## INSTRUCTIONS TO FOLLOW
Convert the records below into a Markdown table with two columns, n for the row number and Line for the text of each line, skipping blank lines. Omit the pictures from the table.

[Pointing records]
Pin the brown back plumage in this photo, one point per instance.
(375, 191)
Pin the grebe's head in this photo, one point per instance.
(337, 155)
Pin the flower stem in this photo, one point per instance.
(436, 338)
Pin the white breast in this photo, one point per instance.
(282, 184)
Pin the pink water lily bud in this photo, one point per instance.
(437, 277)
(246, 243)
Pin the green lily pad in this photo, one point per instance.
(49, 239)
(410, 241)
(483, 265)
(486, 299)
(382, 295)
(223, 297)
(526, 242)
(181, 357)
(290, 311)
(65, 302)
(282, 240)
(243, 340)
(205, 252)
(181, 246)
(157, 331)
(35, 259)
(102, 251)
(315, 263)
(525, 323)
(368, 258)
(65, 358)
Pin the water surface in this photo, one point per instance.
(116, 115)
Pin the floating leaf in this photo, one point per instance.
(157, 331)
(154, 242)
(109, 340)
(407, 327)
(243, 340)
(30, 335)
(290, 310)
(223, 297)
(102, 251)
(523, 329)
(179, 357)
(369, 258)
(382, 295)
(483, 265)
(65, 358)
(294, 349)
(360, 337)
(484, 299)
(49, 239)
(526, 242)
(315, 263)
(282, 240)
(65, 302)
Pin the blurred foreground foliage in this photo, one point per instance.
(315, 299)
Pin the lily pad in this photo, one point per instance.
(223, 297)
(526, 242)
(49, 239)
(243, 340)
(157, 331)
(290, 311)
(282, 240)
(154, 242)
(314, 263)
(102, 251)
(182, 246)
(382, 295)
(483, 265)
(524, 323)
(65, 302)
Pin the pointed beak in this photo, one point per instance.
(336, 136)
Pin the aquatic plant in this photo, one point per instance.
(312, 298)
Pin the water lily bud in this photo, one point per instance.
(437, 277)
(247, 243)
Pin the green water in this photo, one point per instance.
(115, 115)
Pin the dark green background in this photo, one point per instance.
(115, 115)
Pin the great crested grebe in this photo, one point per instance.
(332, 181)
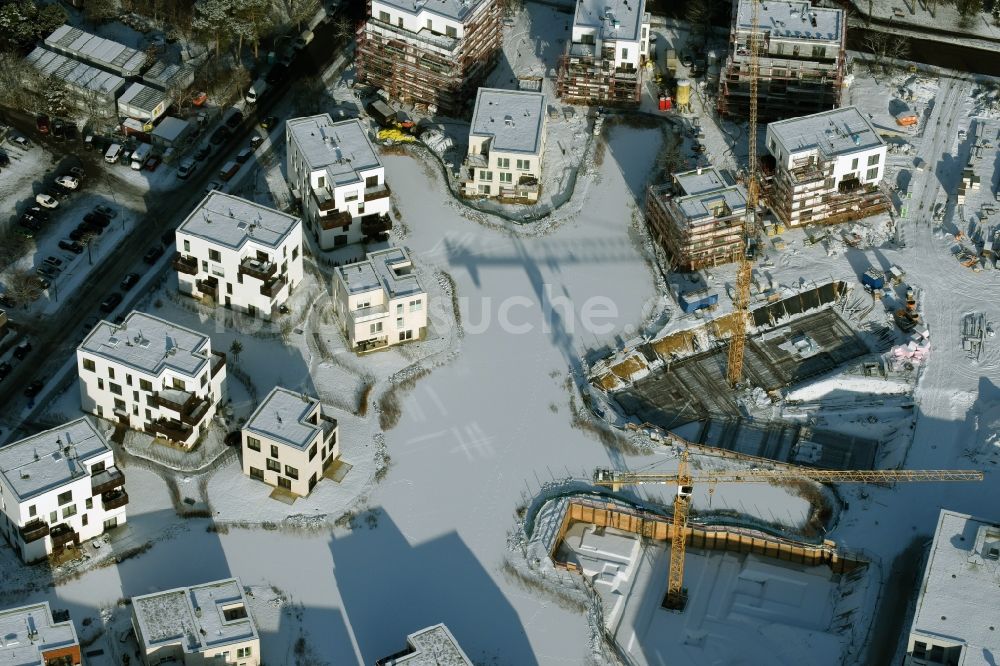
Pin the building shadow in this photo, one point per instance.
(391, 588)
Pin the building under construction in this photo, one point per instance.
(802, 60)
(698, 219)
(429, 53)
(603, 60)
(825, 168)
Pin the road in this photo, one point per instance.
(55, 338)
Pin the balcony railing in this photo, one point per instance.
(271, 288)
(185, 264)
(114, 500)
(106, 481)
(33, 530)
(62, 534)
(259, 270)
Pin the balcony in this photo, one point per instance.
(271, 288)
(257, 269)
(185, 264)
(114, 500)
(171, 429)
(34, 530)
(62, 534)
(106, 481)
(209, 287)
(377, 192)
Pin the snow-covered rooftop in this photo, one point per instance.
(389, 269)
(96, 50)
(453, 9)
(614, 19)
(836, 132)
(50, 459)
(282, 418)
(433, 646)
(514, 118)
(149, 344)
(230, 221)
(195, 617)
(794, 20)
(78, 74)
(29, 631)
(342, 148)
(959, 596)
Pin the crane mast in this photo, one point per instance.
(734, 371)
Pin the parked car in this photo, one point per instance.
(46, 200)
(34, 388)
(129, 281)
(68, 182)
(106, 211)
(186, 168)
(71, 246)
(111, 302)
(22, 350)
(153, 254)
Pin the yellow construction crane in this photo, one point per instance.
(737, 340)
(685, 480)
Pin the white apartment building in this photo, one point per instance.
(506, 142)
(32, 637)
(604, 58)
(955, 622)
(432, 646)
(152, 375)
(59, 488)
(827, 168)
(239, 254)
(335, 173)
(197, 625)
(380, 300)
(289, 441)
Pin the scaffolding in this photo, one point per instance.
(429, 68)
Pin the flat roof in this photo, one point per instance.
(453, 9)
(796, 20)
(149, 344)
(18, 647)
(97, 50)
(959, 596)
(835, 132)
(50, 459)
(142, 97)
(74, 72)
(193, 617)
(614, 19)
(282, 417)
(514, 118)
(232, 222)
(378, 270)
(342, 148)
(433, 646)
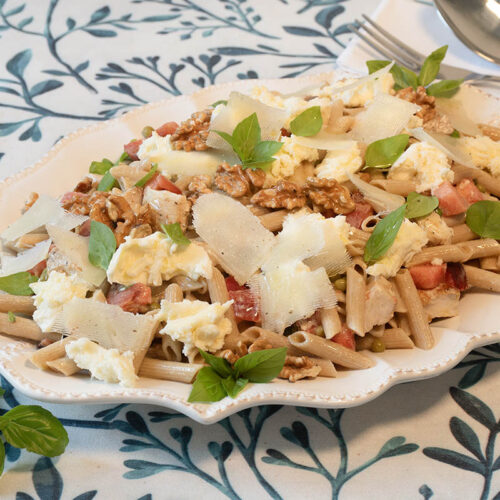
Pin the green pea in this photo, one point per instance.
(340, 284)
(377, 346)
(147, 131)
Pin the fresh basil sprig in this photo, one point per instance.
(220, 379)
(384, 234)
(144, 180)
(18, 283)
(403, 77)
(483, 217)
(308, 123)
(385, 152)
(418, 205)
(102, 244)
(246, 143)
(100, 167)
(174, 232)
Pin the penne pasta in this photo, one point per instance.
(417, 317)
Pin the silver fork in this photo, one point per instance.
(394, 49)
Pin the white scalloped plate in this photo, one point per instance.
(64, 165)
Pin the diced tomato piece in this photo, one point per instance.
(38, 269)
(451, 202)
(167, 128)
(361, 212)
(345, 338)
(469, 191)
(246, 306)
(132, 148)
(456, 276)
(135, 298)
(161, 183)
(427, 276)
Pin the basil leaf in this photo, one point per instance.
(234, 387)
(142, 182)
(444, 88)
(375, 65)
(418, 205)
(431, 65)
(261, 366)
(483, 217)
(18, 283)
(308, 123)
(35, 429)
(384, 234)
(385, 152)
(100, 167)
(220, 365)
(207, 387)
(174, 232)
(108, 182)
(102, 244)
(246, 136)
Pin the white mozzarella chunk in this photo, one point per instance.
(154, 259)
(108, 365)
(338, 163)
(196, 324)
(423, 164)
(411, 238)
(51, 296)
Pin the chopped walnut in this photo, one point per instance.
(284, 194)
(199, 184)
(328, 194)
(193, 132)
(299, 367)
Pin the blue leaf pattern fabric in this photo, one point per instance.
(64, 65)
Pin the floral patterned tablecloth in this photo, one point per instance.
(65, 64)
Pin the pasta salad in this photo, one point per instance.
(269, 235)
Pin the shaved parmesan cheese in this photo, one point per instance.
(103, 364)
(239, 107)
(384, 117)
(25, 260)
(236, 236)
(448, 145)
(45, 210)
(76, 249)
(108, 325)
(380, 200)
(290, 292)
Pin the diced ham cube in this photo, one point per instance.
(469, 191)
(134, 299)
(451, 202)
(167, 129)
(132, 148)
(345, 338)
(427, 276)
(161, 183)
(362, 210)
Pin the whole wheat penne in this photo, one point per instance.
(421, 332)
(169, 370)
(326, 349)
(330, 322)
(482, 279)
(217, 290)
(63, 365)
(462, 232)
(446, 253)
(273, 220)
(395, 186)
(16, 303)
(355, 299)
(50, 353)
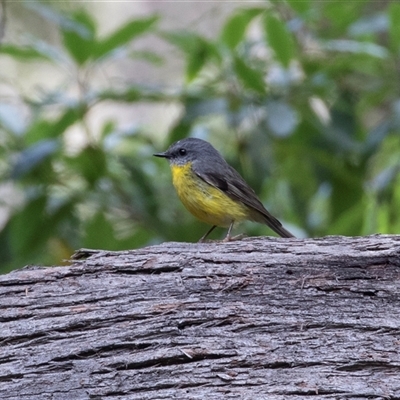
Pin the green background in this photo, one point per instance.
(301, 97)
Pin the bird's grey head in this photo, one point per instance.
(189, 150)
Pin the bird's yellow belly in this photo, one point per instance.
(205, 202)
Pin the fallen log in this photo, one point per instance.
(260, 318)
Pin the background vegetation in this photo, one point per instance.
(301, 97)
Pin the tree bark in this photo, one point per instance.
(261, 318)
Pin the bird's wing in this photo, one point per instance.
(234, 186)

## ANSWER FOR THE TASK
| n | Line |
|---|---|
| 1 | Pin the brown back plumage in this photo, one point per instance. |
| 2 | (375, 191) |
| 3 | Pin the grebe's head in this photo, one point per instance. |
| 4 | (337, 155) |
| 5 | Pin the flower stem in this photo, one point per instance. |
| 6 | (436, 338) |
| 7 | Pin the white breast in this photo, one point per instance. |
| 8 | (282, 184) |
| 9 | Pin the pink water lily bud in this photo, one point per instance. |
| 10 | (437, 277) |
| 11 | (246, 243) |
| 12 | Pin the green lily pad in this photo, one point per instance. |
| 13 | (49, 239) |
| 14 | (410, 241) |
| 15 | (483, 265) |
| 16 | (486, 299) |
| 17 | (382, 295) |
| 18 | (223, 297) |
| 19 | (526, 242) |
| 20 | (181, 357) |
| 21 | (290, 311) |
| 22 | (65, 302) |
| 23 | (282, 240) |
| 24 | (243, 340) |
| 25 | (205, 252) |
| 26 | (181, 246) |
| 27 | (157, 331) |
| 28 | (35, 259) |
| 29 | (102, 251) |
| 30 | (315, 263) |
| 31 | (525, 323) |
| 32 | (368, 258) |
| 33 | (65, 358) |
| 34 | Pin the water surface in this photo, one point per instance. |
| 35 | (116, 115) |
| 36 | Pin the floating leaf in this photo, one point per instance. |
| 37 | (157, 331) |
| 38 | (154, 242) |
| 39 | (109, 340) |
| 40 | (407, 327) |
| 41 | (243, 340) |
| 42 | (30, 335) |
| 43 | (290, 310) |
| 44 | (223, 297) |
| 45 | (102, 251) |
| 46 | (523, 329) |
| 47 | (179, 357) |
| 48 | (369, 258) |
| 49 | (382, 295) |
| 50 | (483, 265) |
| 51 | (65, 358) |
| 52 | (294, 349) |
| 53 | (360, 337) |
| 54 | (484, 299) |
| 55 | (49, 239) |
| 56 | (526, 242) |
| 57 | (315, 263) |
| 58 | (282, 240) |
| 59 | (65, 302) |
| 60 | Pin the blurred foreground foliage in this photo, one point per instance. |
| 61 | (315, 299) |
| 62 | Pin the lily pad in this photo, one point per instance. |
| 63 | (223, 297) |
| 64 | (526, 242) |
| 65 | (49, 239) |
| 66 | (243, 340) |
| 67 | (157, 331) |
| 68 | (290, 311) |
| 69 | (282, 240) |
| 70 | (154, 242) |
| 71 | (314, 263) |
| 72 | (102, 251) |
| 73 | (182, 246) |
| 74 | (382, 295) |
| 75 | (483, 265) |
| 76 | (524, 323) |
| 77 | (65, 302) |
| 78 | Pin the pointed beak in this photo, one point per instance. |
| 79 | (336, 136) |
| 80 | Pin the aquatic plant in this photo, one point per instance. |
| 81 | (312, 298) |
| 82 | Pin the water lily bud in this photo, one point per instance. |
| 83 | (437, 277) |
| 84 | (247, 243) |
| 85 | Pin the green water in this photo, one point per instance. |
| 86 | (115, 115) |
| 87 | Pin the dark green background in this photo, one point per instance. |
| 88 | (115, 115) |
| 89 | Pin the great crested grebe in this photo, one point per instance. |
| 90 | (332, 181) |
| 91 | Pin the building shadow in this photo, one point per instance. |
| 92 | (391, 588) |
| 93 | Pin the building under construction in this photo, one point per instance. |
| 94 | (802, 60) |
| 95 | (698, 219) |
| 96 | (429, 53) |
| 97 | (603, 60) |
| 98 | (825, 168) |
| 99 | Pin the road in this photo, one point per instance. |
| 100 | (55, 338) |
| 101 | Pin the balcony railing in this photo, one point per instance. |
| 102 | (271, 288) |
| 103 | (185, 264) |
| 104 | (114, 500) |
| 105 | (106, 481) |
| 106 | (33, 530) |
| 107 | (62, 534) |
| 108 | (259, 270) |
| 109 | Pin the balcony in this photo, one point per instance. |
| 110 | (271, 288) |
| 111 | (257, 269) |
| 112 | (185, 264) |
| 113 | (114, 500) |
| 114 | (171, 429) |
| 115 | (34, 530) |
| 116 | (62, 534) |
| 117 | (106, 481) |
| 118 | (209, 287) |
| 119 | (377, 192) |
| 120 | Pin the snow-covered rooftop in this photo, one point per instance. |
| 121 | (389, 269) |
| 122 | (96, 50) |
| 123 | (453, 9) |
| 124 | (614, 19) |
| 125 | (836, 132) |
| 126 | (50, 459) |
| 127 | (282, 418) |
| 128 | (433, 646) |
| 129 | (514, 118) |
| 130 | (149, 344) |
| 131 | (230, 221) |
| 132 | (195, 617) |
| 133 | (794, 20) |
| 134 | (78, 74) |
| 135 | (29, 631) |
| 136 | (342, 148) |
| 137 | (959, 596) |
| 138 | Pin the crane mast in this photo, one point per instance. |
| 139 | (734, 371) |
| 140 | Pin the parked car in this photo, one point per instance. |
| 141 | (46, 200) |
| 142 | (34, 388) |
| 143 | (129, 281) |
| 144 | (68, 182) |
| 145 | (106, 211) |
| 146 | (186, 168) |
| 147 | (71, 246) |
| 148 | (111, 302) |
| 149 | (22, 350) |
| 150 | (153, 254) |
| 151 | Pin the yellow construction crane in this photo, one point per instance. |
| 152 | (737, 340) |
| 153 | (685, 480) |
| 154 | Pin the white apartment building in this photo, one point per instance. |
| 155 | (506, 142) |
| 156 | (32, 637) |
| 157 | (604, 58) |
| 158 | (955, 622) |
| 159 | (432, 646) |
| 160 | (152, 375) |
| 161 | (59, 488) |
| 162 | (827, 168) |
| 163 | (239, 254) |
| 164 | (335, 173) |
| 165 | (197, 625) |
| 166 | (380, 300) |
| 167 | (289, 441) |
| 168 | Pin the scaffolding in this photo, one point per instance. |
| 169 | (429, 68) |
| 170 | Pin the flat roof in this photo, one point per instance. |
| 171 | (453, 9) |
| 172 | (796, 20) |
| 173 | (149, 344) |
| 174 | (18, 647) |
| 175 | (97, 50) |
| 176 | (959, 596) |
| 177 | (835, 132) |
| 178 | (50, 459) |
| 179 | (142, 97) |
| 180 | (74, 72) |
| 181 | (193, 617) |
| 182 | (614, 19) |
| 183 | (282, 417) |
| 184 | (514, 118) |
| 185 | (232, 222) |
| 186 | (378, 270) |
| 187 | (342, 148) |
| 188 | (433, 646) |
| 189 | Pin the green pea in this photo, one point per instance. |
| 190 | (340, 284) |
| 191 | (377, 346) |
| 192 | (147, 131) |
| 193 | Pin the fresh basil sprig in this photo, one point per instance. |
| 194 | (220, 379) |
| 195 | (384, 234) |
| 196 | (144, 180) |
| 197 | (18, 283) |
| 198 | (403, 77) |
| 199 | (483, 217) |
| 200 | (308, 123) |
| 201 | (385, 152) |
| 202 | (418, 205) |
| 203 | (102, 244) |
| 204 | (246, 143) |
| 205 | (100, 167) |
| 206 | (174, 232) |
| 207 | Pin the penne pasta in this photo, one point per instance. |
| 208 | (417, 317) |
| 209 | Pin the silver fork in this photo, one point per instance. |
| 210 | (394, 49) |
| 211 | Pin the white scalloped plate in this photo, one point per instance. |
| 212 | (64, 165) |
| 213 | Pin the diced tomato piece in this photo, one point per instance. |
| 214 | (38, 269) |
| 215 | (451, 202) |
| 216 | (167, 128) |
| 217 | (361, 212) |
| 218 | (345, 338) |
| 219 | (469, 191) |
| 220 | (246, 306) |
| 221 | (132, 148) |
| 222 | (456, 276) |
| 223 | (135, 298) |
| 224 | (161, 183) |
| 225 | (427, 276) |
| 226 | Pin the basil leaf in this photo, one point per instance. |
| 227 | (234, 387) |
| 228 | (142, 182) |
| 229 | (444, 88) |
| 230 | (375, 65) |
| 231 | (418, 205) |
| 232 | (431, 65) |
| 233 | (261, 366) |
| 234 | (483, 217) |
| 235 | (18, 283) |
| 236 | (308, 123) |
| 237 | (35, 429) |
| 238 | (384, 234) |
| 239 | (385, 152) |
| 240 | (100, 167) |
| 241 | (220, 365) |
| 242 | (207, 387) |
| 243 | (174, 232) |
| 244 | (108, 182) |
| 245 | (102, 244) |
| 246 | (246, 136) |
| 247 | Pin the white mozzarella chunk in this photo, one point per instance. |
| 248 | (154, 259) |
| 249 | (108, 365) |
| 250 | (338, 163) |
| 251 | (196, 324) |
| 252 | (423, 164) |
| 253 | (411, 238) |
| 254 | (51, 296) |
| 255 | Pin the chopped walnut in this photo, one point per instance. |
| 256 | (284, 194) |
| 257 | (199, 184) |
| 258 | (328, 194) |
| 259 | (193, 132) |
| 260 | (299, 367) |
| 261 | Pin the blue leaf pattern fabric in this photo, one point per instance. |
| 262 | (64, 65) |
| 263 | Pin the floral patterned tablecloth in this photo, one point per instance. |
| 264 | (65, 64) |
| 265 | Pin the pasta salad in this photo, one point per instance. |
| 266 | (269, 235) |
| 267 | Pin the shaved parmesan cheese in this photo, one point per instance. |
| 268 | (103, 364) |
| 269 | (239, 107) |
| 270 | (384, 117) |
| 271 | (25, 260) |
| 272 | (236, 236) |
| 273 | (448, 145) |
| 274 | (45, 210) |
| 275 | (76, 249) |
| 276 | (108, 325) |
| 277 | (380, 200) |
| 278 | (290, 292) |
| 279 | Pin the diced ham cube in this photo, one point per instance. |
| 280 | (469, 191) |
| 281 | (134, 299) |
| 282 | (451, 202) |
| 283 | (167, 129) |
| 284 | (132, 148) |
| 285 | (345, 338) |
| 286 | (427, 276) |
| 287 | (161, 183) |
| 288 | (362, 210) |
| 289 | Pin the whole wheat penne in this photo, one point per instance. |
| 290 | (421, 332) |
| 291 | (169, 370) |
| 292 | (326, 349) |
| 293 | (330, 322) |
| 294 | (482, 279) |
| 295 | (217, 290) |
| 296 | (63, 365) |
| 297 | (462, 232) |
| 298 | (446, 253) |
| 299 | (273, 220) |
| 300 | (395, 186) |
| 301 | (16, 303) |
| 302 | (355, 299) |
| 303 | (50, 353) |
| 304 | Pin the green background in this photo, one point per instance. |
| 305 | (301, 97) |
| 306 | Pin the bird's grey head in this photo, one point per instance. |
| 307 | (189, 150) |
| 308 | Pin the bird's yellow belly in this photo, one point per instance. |
| 309 | (205, 202) |
| 310 | Pin the fallen log in this photo, one point per instance. |
| 311 | (260, 318) |
| 312 | Pin the background vegetation in this photo, one point per instance. |
| 313 | (301, 97) |
| 314 | Pin the tree bark in this photo, one point per instance. |
| 315 | (261, 318) |
| 316 | Pin the bird's wing in this photo, one point per instance. |
| 317 | (234, 186) |